──────── THE RECORDS ────────

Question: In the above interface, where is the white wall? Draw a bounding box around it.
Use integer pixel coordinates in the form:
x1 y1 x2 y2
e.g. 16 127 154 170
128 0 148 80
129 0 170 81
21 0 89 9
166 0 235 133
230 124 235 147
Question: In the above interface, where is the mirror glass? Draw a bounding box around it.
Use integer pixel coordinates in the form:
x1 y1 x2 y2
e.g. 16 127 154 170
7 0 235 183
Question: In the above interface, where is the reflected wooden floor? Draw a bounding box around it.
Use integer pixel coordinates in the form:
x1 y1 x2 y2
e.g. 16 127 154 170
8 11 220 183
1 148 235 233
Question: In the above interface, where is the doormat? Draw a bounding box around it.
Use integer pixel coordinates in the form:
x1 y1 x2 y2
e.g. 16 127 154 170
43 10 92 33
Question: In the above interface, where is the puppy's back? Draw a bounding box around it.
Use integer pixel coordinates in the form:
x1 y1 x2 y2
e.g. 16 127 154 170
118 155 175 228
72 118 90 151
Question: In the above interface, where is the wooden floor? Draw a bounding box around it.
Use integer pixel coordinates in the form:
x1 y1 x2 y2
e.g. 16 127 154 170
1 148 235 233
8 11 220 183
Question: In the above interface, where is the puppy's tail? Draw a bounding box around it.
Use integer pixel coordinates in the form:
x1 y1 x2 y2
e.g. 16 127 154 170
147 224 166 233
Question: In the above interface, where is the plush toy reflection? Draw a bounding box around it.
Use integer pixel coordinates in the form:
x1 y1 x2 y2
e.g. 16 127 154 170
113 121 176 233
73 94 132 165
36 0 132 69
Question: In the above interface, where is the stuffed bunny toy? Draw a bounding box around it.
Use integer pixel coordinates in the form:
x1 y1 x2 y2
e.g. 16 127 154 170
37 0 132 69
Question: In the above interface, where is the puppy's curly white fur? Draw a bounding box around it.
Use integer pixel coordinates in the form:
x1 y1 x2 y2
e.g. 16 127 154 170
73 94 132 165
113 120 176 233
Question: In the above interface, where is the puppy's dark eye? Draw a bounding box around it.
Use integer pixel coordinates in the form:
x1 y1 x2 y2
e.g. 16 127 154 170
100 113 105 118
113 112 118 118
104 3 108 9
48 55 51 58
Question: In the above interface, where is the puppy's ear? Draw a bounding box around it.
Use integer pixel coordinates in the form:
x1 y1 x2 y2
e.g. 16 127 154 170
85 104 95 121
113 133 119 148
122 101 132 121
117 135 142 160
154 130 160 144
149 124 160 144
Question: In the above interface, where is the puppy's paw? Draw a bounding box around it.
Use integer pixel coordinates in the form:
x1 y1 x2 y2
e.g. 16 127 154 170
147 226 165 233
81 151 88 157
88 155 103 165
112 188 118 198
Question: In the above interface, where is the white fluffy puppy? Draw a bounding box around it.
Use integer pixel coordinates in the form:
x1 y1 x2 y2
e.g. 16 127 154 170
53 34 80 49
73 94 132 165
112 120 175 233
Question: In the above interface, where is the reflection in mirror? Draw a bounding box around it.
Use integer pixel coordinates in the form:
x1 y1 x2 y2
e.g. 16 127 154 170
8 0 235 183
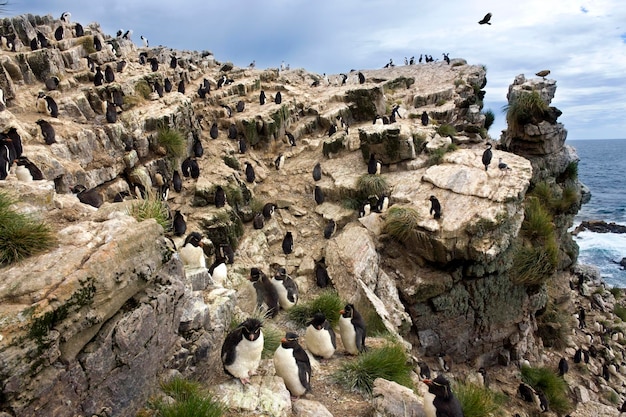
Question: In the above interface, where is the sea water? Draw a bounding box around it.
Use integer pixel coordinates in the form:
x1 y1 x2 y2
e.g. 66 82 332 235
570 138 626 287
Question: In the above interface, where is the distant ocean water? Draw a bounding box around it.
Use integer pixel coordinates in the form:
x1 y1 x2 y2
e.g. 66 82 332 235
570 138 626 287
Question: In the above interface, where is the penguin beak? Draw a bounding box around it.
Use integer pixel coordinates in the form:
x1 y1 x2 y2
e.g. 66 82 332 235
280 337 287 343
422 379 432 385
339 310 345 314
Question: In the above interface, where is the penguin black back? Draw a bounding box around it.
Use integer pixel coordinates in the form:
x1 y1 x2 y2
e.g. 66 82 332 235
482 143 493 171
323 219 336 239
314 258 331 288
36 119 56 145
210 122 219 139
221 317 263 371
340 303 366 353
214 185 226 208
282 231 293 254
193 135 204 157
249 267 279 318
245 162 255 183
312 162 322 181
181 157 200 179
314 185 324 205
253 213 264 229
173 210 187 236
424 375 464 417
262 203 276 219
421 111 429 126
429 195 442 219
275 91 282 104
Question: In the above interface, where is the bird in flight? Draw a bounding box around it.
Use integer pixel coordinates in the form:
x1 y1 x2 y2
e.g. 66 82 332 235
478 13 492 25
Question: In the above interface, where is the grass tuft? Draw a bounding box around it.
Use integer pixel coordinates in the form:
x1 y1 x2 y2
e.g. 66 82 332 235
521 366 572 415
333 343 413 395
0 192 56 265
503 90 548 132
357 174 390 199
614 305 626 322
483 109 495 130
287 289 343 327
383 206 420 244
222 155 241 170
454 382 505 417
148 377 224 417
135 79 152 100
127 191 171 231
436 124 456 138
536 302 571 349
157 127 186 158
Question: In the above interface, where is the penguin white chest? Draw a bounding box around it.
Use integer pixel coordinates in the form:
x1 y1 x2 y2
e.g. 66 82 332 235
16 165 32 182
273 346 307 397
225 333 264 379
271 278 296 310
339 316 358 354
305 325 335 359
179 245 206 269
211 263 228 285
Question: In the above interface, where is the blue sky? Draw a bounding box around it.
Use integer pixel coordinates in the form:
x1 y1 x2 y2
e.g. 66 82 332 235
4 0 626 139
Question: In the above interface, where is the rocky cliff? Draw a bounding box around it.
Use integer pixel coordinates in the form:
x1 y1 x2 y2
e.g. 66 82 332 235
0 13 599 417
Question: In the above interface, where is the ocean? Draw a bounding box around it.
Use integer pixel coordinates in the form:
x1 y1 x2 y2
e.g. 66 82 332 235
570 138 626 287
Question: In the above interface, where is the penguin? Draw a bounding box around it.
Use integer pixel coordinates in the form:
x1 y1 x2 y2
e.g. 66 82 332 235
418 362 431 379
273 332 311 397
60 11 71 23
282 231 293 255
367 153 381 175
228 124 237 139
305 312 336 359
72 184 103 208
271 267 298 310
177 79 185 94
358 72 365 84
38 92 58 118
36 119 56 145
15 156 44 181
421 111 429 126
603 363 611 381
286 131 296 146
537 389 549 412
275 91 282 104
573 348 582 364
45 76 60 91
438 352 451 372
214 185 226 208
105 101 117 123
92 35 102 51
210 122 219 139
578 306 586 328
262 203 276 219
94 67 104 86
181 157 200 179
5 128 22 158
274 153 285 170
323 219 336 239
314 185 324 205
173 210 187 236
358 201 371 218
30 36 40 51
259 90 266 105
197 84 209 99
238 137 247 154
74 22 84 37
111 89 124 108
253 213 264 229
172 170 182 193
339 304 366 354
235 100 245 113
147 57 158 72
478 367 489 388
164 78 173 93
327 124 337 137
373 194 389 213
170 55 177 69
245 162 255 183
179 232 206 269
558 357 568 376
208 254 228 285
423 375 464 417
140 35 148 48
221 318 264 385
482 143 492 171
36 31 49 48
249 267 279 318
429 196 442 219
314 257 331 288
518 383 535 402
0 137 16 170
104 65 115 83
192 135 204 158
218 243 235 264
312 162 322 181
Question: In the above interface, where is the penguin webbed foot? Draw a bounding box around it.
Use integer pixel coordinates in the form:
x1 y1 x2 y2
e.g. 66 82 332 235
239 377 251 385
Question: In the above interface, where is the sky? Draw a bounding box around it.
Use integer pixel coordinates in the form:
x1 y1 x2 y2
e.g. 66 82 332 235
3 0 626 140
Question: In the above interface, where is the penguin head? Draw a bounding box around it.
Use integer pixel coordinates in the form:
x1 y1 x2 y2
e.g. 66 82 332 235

────────

PROBLEM DETAILS: Although the records include pictures, output only their text, exactly and completely.

RESULT OF THIS EXERCISE:
Question: In the above interface, where is the white wall? Draw a bounding box around it.
Use integer pixel coordinates in the form:
x1 y1 x2 y2
e.g. 16 127 154 170
128 0 148 80
129 0 170 81
21 0 89 9
166 0 235 133
230 124 235 147
Question: In the above interface, where is the mirror glass? Draw a bounding box around it.
Use integer pixel coordinates in the form:
x1 y1 x2 y2
e.g. 16 127 154 170
7 0 235 183
Question: In the above interface, where is the reflected wooden floor? Draw a bounding box around it.
Use integer pixel coordinates in the form:
x1 y1 x2 y2
e.g. 16 127 154 170
8 11 220 183
1 148 235 233
Question: In the above interface, where is the doormat? Draw a bounding box around it.
Use integer pixel coordinates in the form:
x1 y1 x2 y2
e.g. 16 127 154 170
43 10 92 33
Question: In the above interface, where is the puppy's back? Draw a bounding box around it.
Use integer pixel coordinates in the form:
x1 y1 x2 y2
e.g. 16 127 154 170
118 155 175 228
72 118 90 151
Question: In the above interface, where is the wooden floor? Draw a bounding box around it.
Use integer pixel coordinates in the form:
x1 y1 x2 y2
e.g. 16 127 154 170
1 148 235 233
8 11 220 183
Question: In the above interface, where is the puppy's tail? Draw a bounding box around it.
Use integer pixel coordinates in the form:
x1 y1 x2 y2
e.g. 16 127 154 170
147 224 166 233
Question: In the above interface, where is the plush toy reflection? Draw a bounding box around it.
Use integer pixel coordinates in the form:
x1 y1 x2 y2
e.g. 16 127 154 170
113 121 176 233
73 94 132 165
36 0 132 69
Question: In the above interface, where is the stuffed bunny toy? Draw a bounding box around it.
Use integer pixel coordinates in the form:
x1 y1 x2 y2
e.g. 16 127 154 170
37 0 132 69
Question: In the above interface, where is the puppy's curly white fur? Draw a bounding box around it.
Use integer pixel coordinates in the form:
x1 y1 x2 y2
e.g. 16 127 154 170
73 94 132 165
113 120 176 233
Question: In the above interface, where is the puppy's dark eye? Draw a bounding box around it.
Use integer pixel coordinates in the form:
x1 y1 x2 y2
e.g. 16 127 154 170
100 113 105 118
113 112 118 118
104 3 108 9
48 55 51 58
Question: In the above interface, where is the puppy's ear? Draw a bounding box around it.
Use integer pixel coordinates in the form:
x1 y1 x2 y2
e.g. 16 127 154 170
85 104 95 121
113 133 119 148
122 101 132 121
117 135 142 160
154 130 160 144
149 124 160 144
Question: In the above interface, where is the puppy's paw? Draw a bounding box around it.
Use integer pixel coordinates in the form:
x1 y1 x2 y2
e.g. 16 127 154 170
147 226 165 233
81 151 88 157
88 155 103 165
112 188 118 198
Question: In the above interface, where is the white fluffy puppy? Draw a bounding box around it.
Use integer pixel coordinates in the form:
x1 y1 x2 y2
e.g. 16 127 154 170
53 34 80 49
73 94 132 165
112 120 175 233
Question: In the above interface, where is the reflection in mirror? Draw a bounding box around it.
Use integer pixel coordinates in the form:
x1 y1 x2 y2
e.g. 16 127 154 170
8 0 235 183
Question: In the above interface, where is the sea water? Draw a bounding box around it.
Use integer pixel coordinates in the form:
x1 y1 x2 y2
e.g. 66 82 332 235
570 138 626 287
Question: In the above interface, where is the distant ocean water? Draw a bounding box around it.
Use integer pixel coordinates in the form:
x1 y1 x2 y2
e.g. 66 82 332 235
570 138 626 287
Question: In the above interface, where is the penguin beak? Draw a bounding box around it.
Use integer pixel coordinates in the form:
x1 y1 x2 y2
e.g. 66 82 332 235
280 337 287 343
422 379 432 385
339 310 345 314
Question: In the above interface, where is the penguin black back? Draw a bounding box around it.
Use integer pixel coordinates in the form:
x1 y1 x2 y2
e.g. 66 82 332 235
482 143 493 171
323 219 336 239
314 258 331 288
36 119 56 145
210 122 219 139
221 317 263 371
340 303 366 353
214 185 226 208
282 231 293 254
193 135 204 157
249 267 279 318
245 162 255 183
312 162 322 181
181 157 200 179
314 185 324 205
253 213 264 229
173 210 187 236
424 375 464 417
262 203 276 219
421 111 429 126
429 195 442 219
275 91 282 104
Question: In the above interface, where is the bird in flight? Draw a bounding box around it.
Use integer pixel coordinates in the form:
x1 y1 x2 y2
e.g. 66 82 332 235
478 13 492 25
Question: In the above interface, where is the grass tuft? Draw a bounding box around it.
Use integer pixel coordinates in the form:
x1 y1 x2 y2
e.g. 66 82 332 235
521 366 572 415
333 343 413 395
0 192 56 265
503 90 548 132
357 174 390 199
614 305 626 322
483 109 495 130
287 289 343 327
383 206 420 244
222 155 241 170
454 382 505 417
148 377 224 417
135 79 152 100
127 191 171 231
436 124 456 138
536 302 571 349
157 127 186 158
Question: In the above interface, where is the penguin white chest? Draw a bounding box around it.
Use integer pixel coordinates in the form:
x1 y1 x2 y2
e.g. 66 82 332 235
16 165 32 182
273 346 307 397
225 333 264 379
271 278 296 310
339 316 358 354
305 325 335 359
179 245 206 269
211 263 228 285
Question: In the above interface, where is the blue sky? Draw a bounding box around it.
Use integer pixel coordinates in the form:
x1 y1 x2 y2
e.g. 66 82 332 235
4 0 626 139
Question: In the above interface, where is the rocky cliff? Draw a bounding box around it.
Use integer pixel coordinates in the form:
x1 y1 x2 y2
e.g. 66 82 332 235
0 13 599 417
Question: In the above interface, where is the ocean? Draw a bounding box around it.
Use integer pixel coordinates in the form:
x1 y1 x2 y2
e.g. 66 82 332 235
570 138 626 287
Question: In the above interface, where is the penguin? Draw a bounding box around it.
Use integer pixel coordinates in the form:
x1 y1 x2 y2
e.g. 66 82 332 235
418 362 431 379
273 332 311 397
60 11 71 23
282 231 293 255
367 153 381 175
228 124 237 139
305 312 336 359
72 184 103 208
271 267 298 310
177 79 185 94
358 72 365 84
38 92 58 118
36 119 56 145
15 156 44 181
421 111 429 126
603 363 611 381
286 131 296 146
537 389 549 412
275 91 282 104
573 348 582 364
45 76 60 91
438 352 451 372
214 185 226 208
105 101 117 123
92 35 102 51
210 122 219 139
578 306 586 328
262 203 276 219
94 67 104 86
181 157 200 179
5 128 22 158
274 153 285 170
323 219 336 239
314 185 324 205
173 210 187 236
358 201 371 218
30 36 40 51
259 90 266 105
197 84 209 99
238 137 247 154
74 22 84 37
111 89 124 108
253 213 264 229
172 170 182 193
339 304 366 354
235 100 245 113
147 57 158 72
478 367 489 388
164 78 173 93
327 124 337 137
373 194 389 213
170 55 177 69
245 162 255 183
179 232 206 269
558 357 568 376
208 254 228 285
423 375 464 417
140 35 148 48
221 318 264 385
482 143 492 171
36 31 49 48
249 267 279 318
429 196 442 219
314 257 331 288
518 383 535 402
0 137 16 170
104 65 115 83
192 135 204 158
218 243 235 264
312 162 322 181
Question: In the above interface, where is the penguin webbed foot? Draw a bounding box around it.
Use integer pixel coordinates in the form:
x1 y1 x2 y2
e.g. 66 82 332 235
239 377 251 385
Question: In the above interface, where is the sky? Draw a bounding box around it.
Use integer pixel coordinates in the form:
x1 y1 x2 y2
e.g. 66 82 332 235
3 0 626 140
Question: In the above interface, where is the penguin head? Draw a bounding box around it.
Use integer pixel coordinates in the form:
x1 y1 x2 y2
e.g. 66 82 332 235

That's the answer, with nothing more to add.